— begin TASK INPUT —

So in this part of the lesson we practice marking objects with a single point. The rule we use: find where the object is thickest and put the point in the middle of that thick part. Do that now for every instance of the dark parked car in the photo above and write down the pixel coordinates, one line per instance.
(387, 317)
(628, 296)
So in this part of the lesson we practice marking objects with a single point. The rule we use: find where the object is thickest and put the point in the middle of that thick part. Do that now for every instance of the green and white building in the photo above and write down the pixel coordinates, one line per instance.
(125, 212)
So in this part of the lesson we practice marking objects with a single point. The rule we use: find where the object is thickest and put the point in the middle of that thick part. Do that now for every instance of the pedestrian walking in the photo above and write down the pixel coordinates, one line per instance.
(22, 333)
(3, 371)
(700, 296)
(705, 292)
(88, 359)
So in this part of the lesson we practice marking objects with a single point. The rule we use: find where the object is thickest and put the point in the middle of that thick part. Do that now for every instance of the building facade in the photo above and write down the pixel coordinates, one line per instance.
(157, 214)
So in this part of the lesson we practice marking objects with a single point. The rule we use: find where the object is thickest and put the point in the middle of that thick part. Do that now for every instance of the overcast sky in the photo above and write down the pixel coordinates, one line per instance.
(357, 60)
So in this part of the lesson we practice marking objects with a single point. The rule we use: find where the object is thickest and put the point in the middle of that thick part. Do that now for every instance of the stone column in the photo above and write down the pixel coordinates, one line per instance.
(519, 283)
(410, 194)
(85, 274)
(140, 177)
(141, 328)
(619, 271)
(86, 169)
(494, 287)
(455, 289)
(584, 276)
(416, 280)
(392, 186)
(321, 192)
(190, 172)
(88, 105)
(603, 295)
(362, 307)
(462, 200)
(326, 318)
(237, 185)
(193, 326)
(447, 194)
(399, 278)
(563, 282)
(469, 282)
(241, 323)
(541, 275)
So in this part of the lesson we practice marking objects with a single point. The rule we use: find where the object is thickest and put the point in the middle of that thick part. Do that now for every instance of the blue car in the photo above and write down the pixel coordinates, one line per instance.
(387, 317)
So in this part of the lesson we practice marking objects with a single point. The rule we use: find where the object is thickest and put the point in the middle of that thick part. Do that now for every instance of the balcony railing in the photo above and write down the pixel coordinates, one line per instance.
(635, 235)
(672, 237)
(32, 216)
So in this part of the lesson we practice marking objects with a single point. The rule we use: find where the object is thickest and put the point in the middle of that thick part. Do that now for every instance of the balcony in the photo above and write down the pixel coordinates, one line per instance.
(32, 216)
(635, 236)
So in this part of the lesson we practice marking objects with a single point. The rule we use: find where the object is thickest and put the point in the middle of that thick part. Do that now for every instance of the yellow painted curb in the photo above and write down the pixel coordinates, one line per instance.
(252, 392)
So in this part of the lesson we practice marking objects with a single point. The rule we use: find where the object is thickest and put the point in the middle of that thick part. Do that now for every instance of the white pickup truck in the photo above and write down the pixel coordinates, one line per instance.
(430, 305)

— end TASK INPUT —

=== TASK DETAILS ===
Copy out the material word for word and line for line.

=== WORKED ANSWER ===
So in this part of the lesson we practice marking objects with a single point. The rule we use: find where the object is thickest and put the point in the middle of that thick part. Do that now for every instance of the dark parked car in the photo above and write down the pixel coordinates, one line per instance.
(387, 317)
(628, 296)
So in this part of the lesson we practice marking objects with a single point. The rule we use: find where the object is thickest and put the point in the middle of that thick part. Do that now for every instance of the green and white building in the photo above and write down the pixel coordinates, one line per instance.
(125, 212)
So in this part of the lesson we practice marking objects with a single point. The rule we use: find where the object is thickest and put the point in the middle of that thick part. Do that now for every instance of the pedestrian walking in the photo above and write down the pixel coordinates, one line per instance.
(22, 333)
(3, 371)
(700, 296)
(705, 292)
(88, 359)
So in this part of the lesson we practice marking objects with a single point. The rule we use: find where the object is thickest and put the point in the middle of that thick part. Do that now for every instance of the building facade in the photo above and write down the pixel coordinates, one line per instance.
(157, 214)
So in this part of the lesson we practice marking objects with a single point. The rule we use: find where the object is thickest and put the point in the middle of that thick part. Do that now for every instance of the overcast sky in the photo above and write down the pixel coordinates, one line per instance.
(357, 60)
So in this part of the lesson we practice marking objects with a single point. The rule we use: find where the object is thickest and put the point in the middle of that thick part. Do that now for every instance of the stone column in the photo above and write down the pixel coordinates, one line per instance.
(519, 283)
(410, 194)
(85, 274)
(140, 177)
(141, 328)
(619, 271)
(86, 169)
(494, 287)
(455, 289)
(584, 276)
(416, 280)
(392, 186)
(321, 192)
(190, 172)
(88, 105)
(603, 295)
(362, 307)
(462, 200)
(326, 318)
(237, 185)
(193, 326)
(447, 194)
(399, 278)
(563, 282)
(469, 282)
(241, 323)
(541, 275)
So in this part of the lesson we practice marking objects with a single point. The rule we use: find where the object is thickest and put the point in the middle of that thick part. Do that now for every instance of the blue car in the photo above and write down the pixel coordinates, one line per instance.
(387, 317)
So in this part of the lesson we practice marking objects with a single point. The rule we use: find where the object is thickest and put the point in the middle of that thick part. Do that now for every instance of the balcony railing in the photo above and write down the pixel coordinates, one line per instance.
(635, 235)
(672, 237)
(32, 216)
So in this part of the lesson we practice marking objects with a single point. The rule we use: find where the object is thickest and put the point in the middle of that thick part. Do that now for every instance of the balcony in the photo above and write down the pixel coordinates, one line per instance.
(32, 216)
(635, 236)
So in this part of the lesson we practice marking objects with a single point. The rule we use: find where the object is thickest and put the point in the middle of that thick part. Do that now for every instance of the yellow painted curb in the photo above and write down the pixel coordinates, one line per instance.
(252, 392)
So in this part of the lesson we practice marking objects with a single point. The rule we use: find where the object is thickest and put the point in the middle of that thick part. Do that now for every instance of the white pickup truck in the photo above and write down the pixel coordinates, one line per instance.
(430, 305)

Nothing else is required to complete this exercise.